→ **WORK TASK**: Leaving out the pictures, return word for word the stretch of entries below from the line holding "locate rocky mountain" through the line holding "In this exercise you will mark the green bush".
── EXTRACTED DATA ──
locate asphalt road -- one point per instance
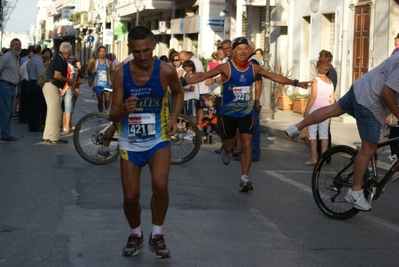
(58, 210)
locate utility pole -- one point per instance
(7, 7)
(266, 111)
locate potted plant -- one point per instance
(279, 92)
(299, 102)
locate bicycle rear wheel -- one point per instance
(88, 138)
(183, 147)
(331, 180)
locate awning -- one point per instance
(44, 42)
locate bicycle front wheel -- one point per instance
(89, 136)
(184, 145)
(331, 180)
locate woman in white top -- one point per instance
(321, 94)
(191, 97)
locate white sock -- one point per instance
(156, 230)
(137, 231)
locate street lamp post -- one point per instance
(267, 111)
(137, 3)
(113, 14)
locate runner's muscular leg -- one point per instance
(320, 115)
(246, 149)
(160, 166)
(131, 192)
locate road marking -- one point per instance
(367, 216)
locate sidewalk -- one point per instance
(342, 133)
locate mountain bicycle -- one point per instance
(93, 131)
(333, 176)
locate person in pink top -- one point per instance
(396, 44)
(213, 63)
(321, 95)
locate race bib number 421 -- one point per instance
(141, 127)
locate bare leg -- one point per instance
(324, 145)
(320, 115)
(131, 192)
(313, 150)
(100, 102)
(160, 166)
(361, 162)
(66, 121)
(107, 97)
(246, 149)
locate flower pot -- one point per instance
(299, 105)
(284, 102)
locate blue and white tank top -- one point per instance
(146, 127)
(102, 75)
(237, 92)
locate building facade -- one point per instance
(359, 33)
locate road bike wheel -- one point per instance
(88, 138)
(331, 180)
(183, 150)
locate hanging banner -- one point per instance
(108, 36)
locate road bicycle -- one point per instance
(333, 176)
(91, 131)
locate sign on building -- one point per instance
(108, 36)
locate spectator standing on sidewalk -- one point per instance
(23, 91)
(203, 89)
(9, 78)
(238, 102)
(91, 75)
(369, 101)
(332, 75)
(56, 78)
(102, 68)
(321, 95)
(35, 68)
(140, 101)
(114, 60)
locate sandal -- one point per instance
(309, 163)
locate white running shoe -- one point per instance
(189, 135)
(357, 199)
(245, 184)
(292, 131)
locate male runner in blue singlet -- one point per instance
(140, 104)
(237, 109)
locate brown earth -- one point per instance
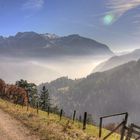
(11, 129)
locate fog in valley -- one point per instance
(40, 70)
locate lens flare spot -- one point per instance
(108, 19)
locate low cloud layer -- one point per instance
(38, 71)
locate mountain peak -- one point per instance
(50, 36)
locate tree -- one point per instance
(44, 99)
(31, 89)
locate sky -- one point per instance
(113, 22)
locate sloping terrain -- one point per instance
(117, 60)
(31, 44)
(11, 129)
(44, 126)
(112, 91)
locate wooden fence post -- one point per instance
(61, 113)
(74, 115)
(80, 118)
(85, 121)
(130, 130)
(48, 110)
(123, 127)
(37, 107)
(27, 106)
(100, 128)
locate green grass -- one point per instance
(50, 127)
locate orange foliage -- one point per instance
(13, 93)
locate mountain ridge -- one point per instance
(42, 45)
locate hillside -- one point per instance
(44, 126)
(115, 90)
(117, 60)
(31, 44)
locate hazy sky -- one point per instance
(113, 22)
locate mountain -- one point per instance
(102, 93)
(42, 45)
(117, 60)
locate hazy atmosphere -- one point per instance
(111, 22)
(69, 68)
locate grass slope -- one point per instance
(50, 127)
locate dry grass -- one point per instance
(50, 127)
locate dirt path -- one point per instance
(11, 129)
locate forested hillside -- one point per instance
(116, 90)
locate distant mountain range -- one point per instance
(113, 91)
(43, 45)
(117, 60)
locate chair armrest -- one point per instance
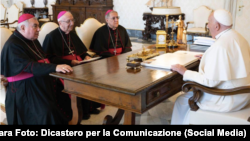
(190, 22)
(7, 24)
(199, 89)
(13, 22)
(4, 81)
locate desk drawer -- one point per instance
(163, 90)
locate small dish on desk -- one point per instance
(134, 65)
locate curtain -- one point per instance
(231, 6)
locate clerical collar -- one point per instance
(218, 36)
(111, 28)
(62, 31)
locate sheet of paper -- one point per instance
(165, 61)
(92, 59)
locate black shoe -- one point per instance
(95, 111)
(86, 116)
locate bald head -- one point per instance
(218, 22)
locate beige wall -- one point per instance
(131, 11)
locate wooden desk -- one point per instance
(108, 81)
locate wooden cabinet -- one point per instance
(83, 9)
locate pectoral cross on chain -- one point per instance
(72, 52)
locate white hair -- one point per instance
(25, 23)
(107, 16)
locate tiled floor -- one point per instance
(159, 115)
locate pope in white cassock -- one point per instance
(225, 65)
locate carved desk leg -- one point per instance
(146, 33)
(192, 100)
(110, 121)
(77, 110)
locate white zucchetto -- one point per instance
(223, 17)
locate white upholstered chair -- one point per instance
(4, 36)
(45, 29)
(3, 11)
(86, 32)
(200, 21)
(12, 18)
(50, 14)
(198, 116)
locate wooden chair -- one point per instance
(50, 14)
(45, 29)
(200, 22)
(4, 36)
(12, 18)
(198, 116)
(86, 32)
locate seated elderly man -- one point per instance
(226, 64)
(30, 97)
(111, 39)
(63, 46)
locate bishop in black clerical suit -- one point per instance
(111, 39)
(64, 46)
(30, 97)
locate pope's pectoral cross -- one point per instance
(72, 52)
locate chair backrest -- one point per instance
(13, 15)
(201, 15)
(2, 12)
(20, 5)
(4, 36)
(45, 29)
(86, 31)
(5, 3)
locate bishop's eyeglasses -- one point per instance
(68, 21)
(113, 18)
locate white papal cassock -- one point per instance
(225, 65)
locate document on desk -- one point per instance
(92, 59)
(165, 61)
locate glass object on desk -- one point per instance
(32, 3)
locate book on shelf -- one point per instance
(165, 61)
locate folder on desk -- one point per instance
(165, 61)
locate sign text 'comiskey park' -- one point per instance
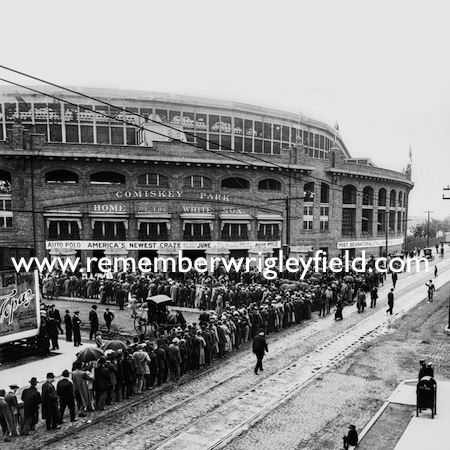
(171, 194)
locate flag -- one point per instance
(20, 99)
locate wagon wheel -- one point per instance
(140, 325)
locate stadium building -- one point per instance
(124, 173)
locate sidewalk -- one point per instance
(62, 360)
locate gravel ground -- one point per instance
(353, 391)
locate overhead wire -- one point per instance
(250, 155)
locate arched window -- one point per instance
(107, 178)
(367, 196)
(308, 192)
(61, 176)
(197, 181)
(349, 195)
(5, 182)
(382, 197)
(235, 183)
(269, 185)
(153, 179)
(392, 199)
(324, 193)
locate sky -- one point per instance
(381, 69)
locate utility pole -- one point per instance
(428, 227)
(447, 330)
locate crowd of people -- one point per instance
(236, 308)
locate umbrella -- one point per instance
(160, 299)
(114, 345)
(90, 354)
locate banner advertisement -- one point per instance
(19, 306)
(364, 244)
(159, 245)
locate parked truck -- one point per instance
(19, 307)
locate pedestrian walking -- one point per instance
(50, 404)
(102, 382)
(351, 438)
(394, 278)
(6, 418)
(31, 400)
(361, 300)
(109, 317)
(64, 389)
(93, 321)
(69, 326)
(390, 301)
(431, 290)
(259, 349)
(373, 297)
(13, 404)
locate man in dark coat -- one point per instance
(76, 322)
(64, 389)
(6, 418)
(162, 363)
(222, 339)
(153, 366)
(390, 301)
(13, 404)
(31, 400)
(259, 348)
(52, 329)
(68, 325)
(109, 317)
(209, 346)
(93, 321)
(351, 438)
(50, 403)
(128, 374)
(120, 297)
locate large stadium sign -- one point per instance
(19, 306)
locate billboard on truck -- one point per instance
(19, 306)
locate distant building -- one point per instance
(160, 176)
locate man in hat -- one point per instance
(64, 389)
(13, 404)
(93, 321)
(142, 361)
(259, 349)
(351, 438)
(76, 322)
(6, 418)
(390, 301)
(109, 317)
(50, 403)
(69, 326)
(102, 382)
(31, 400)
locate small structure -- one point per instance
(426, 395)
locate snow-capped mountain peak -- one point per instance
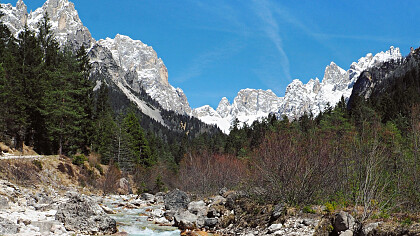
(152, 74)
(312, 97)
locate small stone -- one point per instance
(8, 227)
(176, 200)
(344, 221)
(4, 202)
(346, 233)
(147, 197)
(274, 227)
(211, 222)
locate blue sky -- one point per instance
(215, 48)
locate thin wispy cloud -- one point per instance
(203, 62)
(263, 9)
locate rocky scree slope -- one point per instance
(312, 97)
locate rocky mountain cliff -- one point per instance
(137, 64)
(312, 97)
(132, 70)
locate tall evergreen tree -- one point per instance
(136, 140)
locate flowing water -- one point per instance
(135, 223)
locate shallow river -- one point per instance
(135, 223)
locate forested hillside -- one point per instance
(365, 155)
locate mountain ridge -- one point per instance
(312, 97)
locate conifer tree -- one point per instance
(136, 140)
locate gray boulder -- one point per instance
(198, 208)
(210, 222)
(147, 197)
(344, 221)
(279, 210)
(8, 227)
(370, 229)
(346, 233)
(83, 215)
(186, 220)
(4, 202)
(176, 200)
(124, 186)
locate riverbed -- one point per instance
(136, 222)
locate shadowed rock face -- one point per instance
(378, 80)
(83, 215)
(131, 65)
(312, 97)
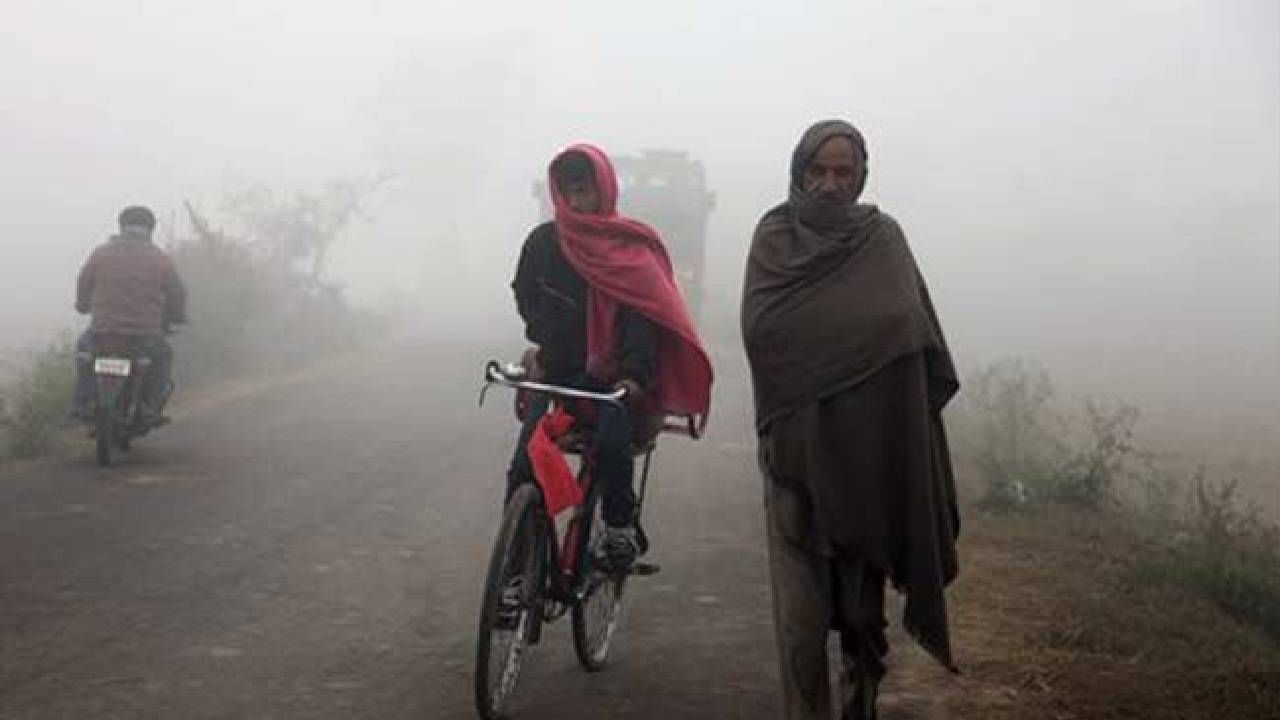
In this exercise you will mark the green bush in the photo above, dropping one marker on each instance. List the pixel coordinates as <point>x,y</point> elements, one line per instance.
───
── EXTRACTED DATA ──
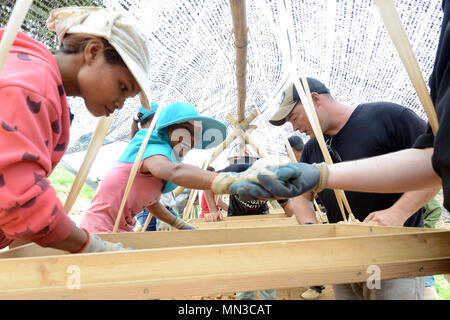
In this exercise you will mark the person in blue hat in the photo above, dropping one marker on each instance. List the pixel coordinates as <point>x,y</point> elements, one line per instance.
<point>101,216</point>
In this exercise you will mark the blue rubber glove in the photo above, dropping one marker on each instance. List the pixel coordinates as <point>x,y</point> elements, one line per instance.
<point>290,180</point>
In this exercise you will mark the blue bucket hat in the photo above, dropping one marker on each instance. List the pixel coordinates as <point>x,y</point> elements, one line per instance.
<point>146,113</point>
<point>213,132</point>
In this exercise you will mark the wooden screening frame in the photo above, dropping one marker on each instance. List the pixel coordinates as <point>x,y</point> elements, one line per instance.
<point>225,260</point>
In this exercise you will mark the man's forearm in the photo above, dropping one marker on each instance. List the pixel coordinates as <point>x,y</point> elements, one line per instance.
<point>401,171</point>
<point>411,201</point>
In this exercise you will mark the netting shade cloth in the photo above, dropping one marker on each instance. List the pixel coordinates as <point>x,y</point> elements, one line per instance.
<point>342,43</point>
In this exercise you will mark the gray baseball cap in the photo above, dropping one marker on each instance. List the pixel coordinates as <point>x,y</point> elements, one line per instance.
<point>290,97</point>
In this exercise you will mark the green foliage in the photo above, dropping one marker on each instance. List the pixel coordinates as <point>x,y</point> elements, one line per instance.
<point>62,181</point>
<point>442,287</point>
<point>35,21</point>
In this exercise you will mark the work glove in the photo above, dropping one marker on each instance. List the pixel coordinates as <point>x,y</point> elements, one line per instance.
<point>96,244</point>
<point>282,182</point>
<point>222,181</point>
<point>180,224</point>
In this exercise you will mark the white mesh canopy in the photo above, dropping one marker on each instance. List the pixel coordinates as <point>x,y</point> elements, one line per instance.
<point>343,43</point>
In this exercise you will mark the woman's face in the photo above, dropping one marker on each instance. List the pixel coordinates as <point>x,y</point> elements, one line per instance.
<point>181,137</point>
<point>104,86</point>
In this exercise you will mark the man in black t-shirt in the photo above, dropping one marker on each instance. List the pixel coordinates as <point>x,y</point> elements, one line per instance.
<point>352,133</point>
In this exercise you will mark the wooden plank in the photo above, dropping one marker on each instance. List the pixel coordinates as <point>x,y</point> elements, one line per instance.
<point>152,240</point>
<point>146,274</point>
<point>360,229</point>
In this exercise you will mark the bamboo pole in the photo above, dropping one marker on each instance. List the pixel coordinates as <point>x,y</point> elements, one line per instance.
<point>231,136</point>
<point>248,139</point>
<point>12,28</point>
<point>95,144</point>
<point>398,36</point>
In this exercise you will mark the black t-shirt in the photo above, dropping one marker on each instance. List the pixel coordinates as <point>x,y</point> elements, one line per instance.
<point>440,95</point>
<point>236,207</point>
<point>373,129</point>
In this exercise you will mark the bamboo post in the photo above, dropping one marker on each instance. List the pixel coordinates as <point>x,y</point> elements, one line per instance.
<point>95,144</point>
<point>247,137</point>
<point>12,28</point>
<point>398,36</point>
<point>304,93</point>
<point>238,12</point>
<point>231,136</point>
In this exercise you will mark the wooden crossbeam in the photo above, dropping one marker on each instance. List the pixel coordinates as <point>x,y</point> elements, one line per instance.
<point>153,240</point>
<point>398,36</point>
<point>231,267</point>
───
→ **OUTPUT**:
locate rocky mountain cliff -- one point per instance
(137, 64)
(312, 97)
(132, 70)
locate tall evergreen tree -- one point per instance
(136, 140)
locate flowing water -- one point per instance
(135, 223)
locate shallow river -- one point per instance
(135, 223)
locate forested hillside -- one point per instance
(365, 155)
locate mountain ridge -- one point per instance
(312, 97)
locate conifer tree -- one point per instance
(136, 140)
locate gray boulder -- one point per instance
(198, 208)
(210, 222)
(147, 197)
(344, 221)
(279, 210)
(8, 227)
(370, 229)
(346, 233)
(83, 215)
(186, 220)
(4, 202)
(176, 200)
(124, 186)
locate riverbed -- one point per instance
(136, 222)
locate shadowed rock face -- one point per instance
(378, 80)
(83, 215)
(131, 65)
(312, 97)
In this exercise you will mark the green bush in the photo above, dropping one marker on each instance. List the pixel coordinates as <point>x,y</point> elements, one line per instance.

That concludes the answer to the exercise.